■ Short task
Could you reproduce, character for character, the stretch of the records below from the line containing "Practice. Indicate each instance of the bird illustration" through the line containing "x=232, y=778", including both of those lines and nothing else?

■ Records for the task
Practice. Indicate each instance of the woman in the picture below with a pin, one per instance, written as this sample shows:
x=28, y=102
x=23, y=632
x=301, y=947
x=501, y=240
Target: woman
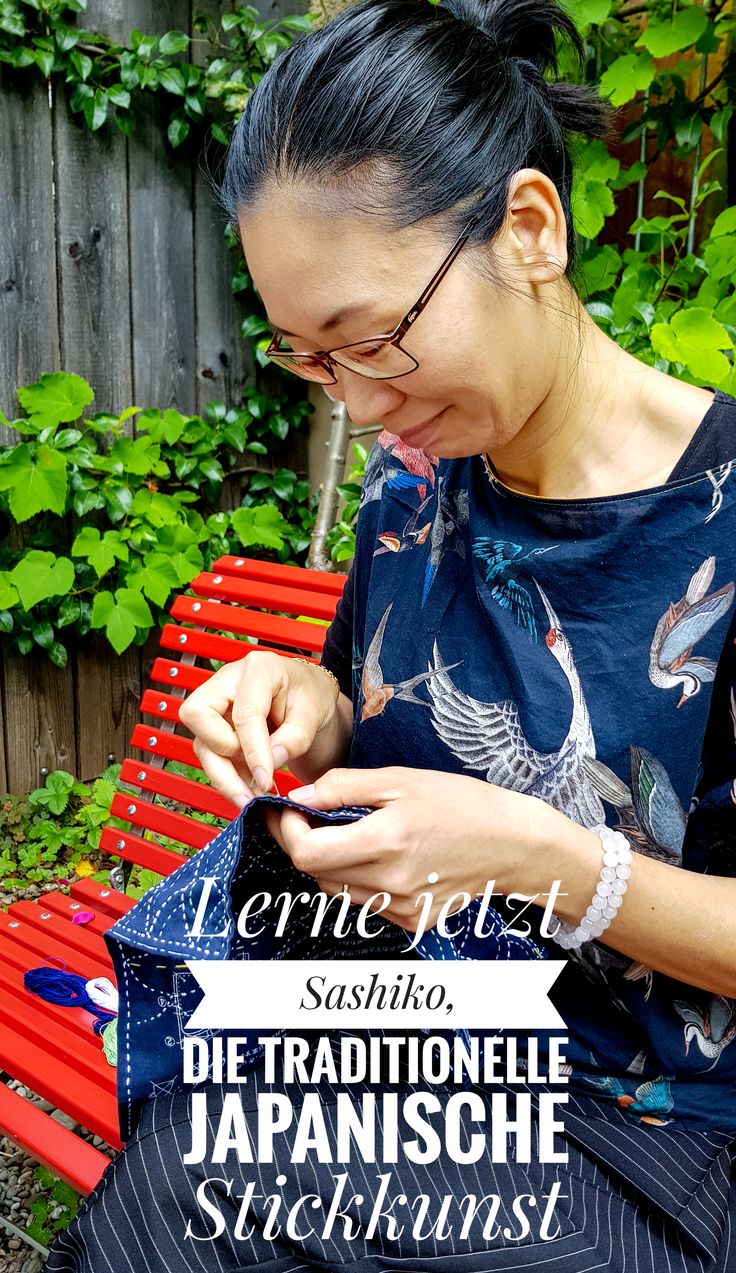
x=536, y=637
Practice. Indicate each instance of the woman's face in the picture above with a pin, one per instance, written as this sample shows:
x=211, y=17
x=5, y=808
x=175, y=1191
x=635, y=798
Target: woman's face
x=485, y=354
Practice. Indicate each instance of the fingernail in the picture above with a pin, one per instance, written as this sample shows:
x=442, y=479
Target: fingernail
x=260, y=779
x=302, y=793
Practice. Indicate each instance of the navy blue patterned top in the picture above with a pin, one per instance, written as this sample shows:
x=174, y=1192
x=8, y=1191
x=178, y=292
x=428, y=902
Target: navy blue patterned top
x=581, y=651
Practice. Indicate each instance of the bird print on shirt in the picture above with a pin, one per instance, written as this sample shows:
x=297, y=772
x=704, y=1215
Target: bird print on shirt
x=498, y=559
x=376, y=694
x=489, y=737
x=451, y=514
x=713, y=1029
x=650, y=810
x=681, y=626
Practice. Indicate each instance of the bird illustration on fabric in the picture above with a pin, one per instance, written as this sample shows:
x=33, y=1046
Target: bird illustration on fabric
x=452, y=513
x=489, y=737
x=499, y=558
x=650, y=810
x=681, y=626
x=648, y=1100
x=376, y=694
x=718, y=476
x=397, y=466
x=411, y=534
x=712, y=1029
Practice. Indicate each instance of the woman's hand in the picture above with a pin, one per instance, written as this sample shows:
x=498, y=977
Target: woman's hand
x=462, y=829
x=262, y=712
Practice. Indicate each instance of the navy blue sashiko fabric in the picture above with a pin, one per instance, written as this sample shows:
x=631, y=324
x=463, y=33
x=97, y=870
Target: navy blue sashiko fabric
x=149, y=946
x=581, y=651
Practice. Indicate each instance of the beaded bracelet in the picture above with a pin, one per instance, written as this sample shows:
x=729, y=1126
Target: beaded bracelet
x=609, y=891
x=322, y=668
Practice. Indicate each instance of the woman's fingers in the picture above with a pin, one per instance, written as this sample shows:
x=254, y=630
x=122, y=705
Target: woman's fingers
x=232, y=778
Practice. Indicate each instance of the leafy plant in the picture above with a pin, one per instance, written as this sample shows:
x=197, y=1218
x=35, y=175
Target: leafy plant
x=116, y=523
x=341, y=539
x=669, y=294
x=54, y=1209
x=52, y=834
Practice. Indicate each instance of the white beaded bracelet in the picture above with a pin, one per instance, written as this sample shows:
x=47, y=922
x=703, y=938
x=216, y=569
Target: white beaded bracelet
x=609, y=891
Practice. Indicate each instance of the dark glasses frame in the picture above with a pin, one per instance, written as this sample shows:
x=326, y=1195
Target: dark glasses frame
x=326, y=357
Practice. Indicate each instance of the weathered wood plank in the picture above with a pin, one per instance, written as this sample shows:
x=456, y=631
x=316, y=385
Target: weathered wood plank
x=161, y=239
x=28, y=311
x=97, y=341
x=37, y=700
x=224, y=362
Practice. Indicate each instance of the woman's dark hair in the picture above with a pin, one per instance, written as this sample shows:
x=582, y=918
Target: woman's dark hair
x=408, y=110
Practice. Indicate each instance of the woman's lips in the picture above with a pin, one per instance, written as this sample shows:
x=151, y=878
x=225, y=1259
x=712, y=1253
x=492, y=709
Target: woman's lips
x=415, y=436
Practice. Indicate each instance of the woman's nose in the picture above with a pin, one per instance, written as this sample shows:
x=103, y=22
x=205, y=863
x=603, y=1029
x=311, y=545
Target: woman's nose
x=367, y=400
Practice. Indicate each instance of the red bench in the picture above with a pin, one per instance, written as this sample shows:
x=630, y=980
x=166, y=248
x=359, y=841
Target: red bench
x=51, y=1049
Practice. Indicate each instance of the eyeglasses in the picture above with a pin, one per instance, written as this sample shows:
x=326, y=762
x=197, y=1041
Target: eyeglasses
x=381, y=358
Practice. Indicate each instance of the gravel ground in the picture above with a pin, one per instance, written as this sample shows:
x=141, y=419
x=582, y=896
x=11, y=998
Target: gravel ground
x=19, y=1189
x=18, y=1184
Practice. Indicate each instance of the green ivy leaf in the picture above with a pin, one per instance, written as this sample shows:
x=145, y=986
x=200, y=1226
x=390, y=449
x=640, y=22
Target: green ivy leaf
x=102, y=551
x=56, y=397
x=262, y=525
x=8, y=592
x=96, y=110
x=121, y=615
x=172, y=80
x=662, y=38
x=625, y=77
x=178, y=130
x=157, y=577
x=41, y=576
x=37, y=483
x=42, y=634
x=82, y=64
x=173, y=42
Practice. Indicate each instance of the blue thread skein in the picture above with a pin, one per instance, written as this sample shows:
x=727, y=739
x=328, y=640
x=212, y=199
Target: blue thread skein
x=68, y=989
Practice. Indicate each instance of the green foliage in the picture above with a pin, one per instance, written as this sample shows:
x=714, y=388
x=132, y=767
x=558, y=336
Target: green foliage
x=102, y=80
x=52, y=834
x=113, y=525
x=103, y=77
x=666, y=295
x=340, y=541
x=56, y=1194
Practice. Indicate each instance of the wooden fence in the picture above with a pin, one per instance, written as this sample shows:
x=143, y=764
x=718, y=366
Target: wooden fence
x=112, y=265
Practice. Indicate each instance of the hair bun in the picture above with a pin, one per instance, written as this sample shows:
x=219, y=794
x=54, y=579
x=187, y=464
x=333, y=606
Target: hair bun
x=521, y=29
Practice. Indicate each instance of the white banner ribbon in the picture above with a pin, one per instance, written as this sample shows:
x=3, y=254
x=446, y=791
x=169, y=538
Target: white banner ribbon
x=274, y=994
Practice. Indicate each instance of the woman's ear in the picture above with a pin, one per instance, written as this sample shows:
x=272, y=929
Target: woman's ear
x=535, y=231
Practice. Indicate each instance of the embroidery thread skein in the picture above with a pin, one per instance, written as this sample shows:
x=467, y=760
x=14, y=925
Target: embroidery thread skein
x=68, y=989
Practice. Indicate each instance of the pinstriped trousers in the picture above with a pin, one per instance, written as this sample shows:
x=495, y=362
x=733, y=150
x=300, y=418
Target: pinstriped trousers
x=629, y=1199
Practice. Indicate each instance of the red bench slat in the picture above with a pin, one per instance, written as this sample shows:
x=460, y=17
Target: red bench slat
x=103, y=898
x=155, y=817
x=298, y=576
x=50, y=1048
x=131, y=848
x=49, y=945
x=47, y=1076
x=247, y=623
x=269, y=596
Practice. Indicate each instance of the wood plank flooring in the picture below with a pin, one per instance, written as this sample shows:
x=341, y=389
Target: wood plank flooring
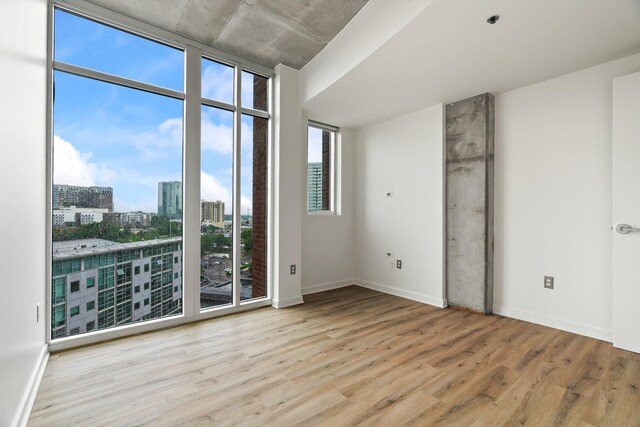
x=346, y=357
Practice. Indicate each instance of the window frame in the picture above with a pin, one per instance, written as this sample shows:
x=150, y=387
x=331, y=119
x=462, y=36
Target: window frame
x=334, y=149
x=192, y=99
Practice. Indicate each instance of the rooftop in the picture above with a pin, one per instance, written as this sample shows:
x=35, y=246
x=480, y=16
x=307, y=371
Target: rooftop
x=87, y=247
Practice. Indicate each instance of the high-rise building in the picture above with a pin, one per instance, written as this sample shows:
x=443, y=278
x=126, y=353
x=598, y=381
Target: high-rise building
x=170, y=199
x=212, y=213
x=82, y=197
x=314, y=187
x=98, y=284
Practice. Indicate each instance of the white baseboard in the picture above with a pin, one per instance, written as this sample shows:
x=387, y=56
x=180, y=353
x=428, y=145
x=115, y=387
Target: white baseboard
x=427, y=299
x=306, y=290
x=287, y=302
x=26, y=403
x=554, y=322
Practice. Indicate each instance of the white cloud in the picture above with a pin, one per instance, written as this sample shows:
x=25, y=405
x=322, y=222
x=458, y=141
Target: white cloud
x=72, y=167
x=246, y=205
x=314, y=153
x=217, y=83
x=218, y=138
x=153, y=145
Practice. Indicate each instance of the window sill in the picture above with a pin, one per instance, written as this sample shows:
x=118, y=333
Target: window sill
x=322, y=213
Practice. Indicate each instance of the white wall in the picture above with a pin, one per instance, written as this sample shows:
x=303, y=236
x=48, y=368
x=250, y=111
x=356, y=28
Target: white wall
x=328, y=240
x=288, y=182
x=375, y=24
x=22, y=185
x=404, y=156
x=553, y=200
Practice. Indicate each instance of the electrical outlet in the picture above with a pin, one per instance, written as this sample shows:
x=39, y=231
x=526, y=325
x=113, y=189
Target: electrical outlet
x=548, y=282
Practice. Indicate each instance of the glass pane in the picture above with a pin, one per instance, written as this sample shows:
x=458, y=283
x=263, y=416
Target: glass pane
x=319, y=169
x=253, y=234
x=216, y=208
x=88, y=44
x=117, y=204
x=217, y=81
x=254, y=91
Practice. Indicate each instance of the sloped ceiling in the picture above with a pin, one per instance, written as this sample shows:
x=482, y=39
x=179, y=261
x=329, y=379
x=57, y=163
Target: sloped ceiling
x=268, y=32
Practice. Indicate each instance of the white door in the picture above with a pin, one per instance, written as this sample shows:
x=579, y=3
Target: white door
x=626, y=212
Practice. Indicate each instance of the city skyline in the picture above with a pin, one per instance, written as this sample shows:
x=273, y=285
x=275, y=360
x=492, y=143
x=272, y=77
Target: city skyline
x=128, y=139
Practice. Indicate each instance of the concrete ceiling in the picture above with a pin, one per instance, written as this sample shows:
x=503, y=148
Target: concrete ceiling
x=268, y=32
x=448, y=52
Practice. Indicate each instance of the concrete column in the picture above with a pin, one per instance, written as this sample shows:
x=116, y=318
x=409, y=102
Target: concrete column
x=469, y=182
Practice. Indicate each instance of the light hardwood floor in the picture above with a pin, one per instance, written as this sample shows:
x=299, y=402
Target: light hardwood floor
x=346, y=357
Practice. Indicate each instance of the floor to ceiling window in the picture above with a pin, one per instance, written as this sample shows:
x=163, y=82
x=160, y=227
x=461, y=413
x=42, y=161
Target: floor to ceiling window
x=120, y=197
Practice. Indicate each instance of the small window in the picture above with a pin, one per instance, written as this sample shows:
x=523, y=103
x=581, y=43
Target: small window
x=321, y=154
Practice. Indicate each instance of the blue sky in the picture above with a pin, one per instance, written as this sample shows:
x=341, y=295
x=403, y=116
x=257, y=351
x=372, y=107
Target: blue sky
x=130, y=140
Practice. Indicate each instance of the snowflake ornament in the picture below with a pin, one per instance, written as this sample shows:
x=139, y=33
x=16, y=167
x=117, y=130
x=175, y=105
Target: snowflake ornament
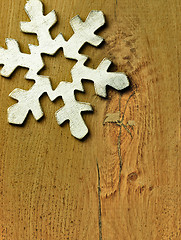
x=12, y=57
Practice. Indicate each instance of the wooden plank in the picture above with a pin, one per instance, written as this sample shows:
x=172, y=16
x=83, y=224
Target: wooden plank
x=53, y=186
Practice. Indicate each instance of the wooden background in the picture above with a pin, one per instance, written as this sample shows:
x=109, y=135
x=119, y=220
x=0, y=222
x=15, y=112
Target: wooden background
x=53, y=186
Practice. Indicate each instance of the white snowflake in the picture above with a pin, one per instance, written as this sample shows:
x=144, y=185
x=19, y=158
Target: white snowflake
x=12, y=57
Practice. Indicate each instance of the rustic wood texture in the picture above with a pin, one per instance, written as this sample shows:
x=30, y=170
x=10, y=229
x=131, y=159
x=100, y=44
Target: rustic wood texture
x=111, y=185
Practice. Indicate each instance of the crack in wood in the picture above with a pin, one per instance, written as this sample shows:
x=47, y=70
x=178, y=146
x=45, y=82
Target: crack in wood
x=113, y=118
x=99, y=199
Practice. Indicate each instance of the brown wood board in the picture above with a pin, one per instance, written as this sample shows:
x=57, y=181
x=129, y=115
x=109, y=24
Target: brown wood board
x=113, y=185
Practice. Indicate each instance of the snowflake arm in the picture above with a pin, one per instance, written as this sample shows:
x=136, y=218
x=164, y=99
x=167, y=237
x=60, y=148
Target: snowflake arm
x=84, y=32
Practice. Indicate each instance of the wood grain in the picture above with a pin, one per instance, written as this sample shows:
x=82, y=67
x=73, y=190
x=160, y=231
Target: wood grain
x=53, y=186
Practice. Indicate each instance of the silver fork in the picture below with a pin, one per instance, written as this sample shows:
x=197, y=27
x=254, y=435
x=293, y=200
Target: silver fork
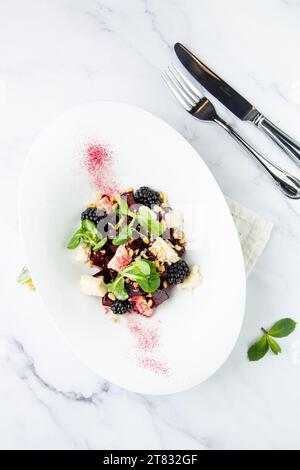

■ The answer
Practice. Indicate each instance of the bird illustration on fabric in the picture above with a pin, one per instance, written as this sample shows:
x=33, y=1046
Target: bird illustration on fabric
x=452, y=513
x=489, y=737
x=499, y=558
x=650, y=810
x=681, y=626
x=648, y=1100
x=376, y=694
x=718, y=476
x=397, y=466
x=411, y=534
x=712, y=1029
Practice. Indicate each instance of the woman's hand in the picture above with a pin, one per instance, written as this sample shows:
x=498, y=977
Target: woman's hand
x=462, y=829
x=262, y=712
Practice. Indicate each instance of the navy blue sashiko fabric in the picture above with a pin, one per instance, written as this sample shows:
x=631, y=324
x=463, y=33
x=97, y=870
Target: navy blue sashiko fabric
x=149, y=946
x=581, y=651
Practice. Indicate each instance of the beaded bracelet in the picture above with a pin, one per instance, written as this sample shows:
x=729, y=1126
Target: beaded bracelet
x=609, y=891
x=322, y=668
Practice. Indicate each instance of the woman's fingers in the picture above with a pin, one per instance, written as this sample shows:
x=254, y=630
x=122, y=705
Target: woman's fingers
x=232, y=778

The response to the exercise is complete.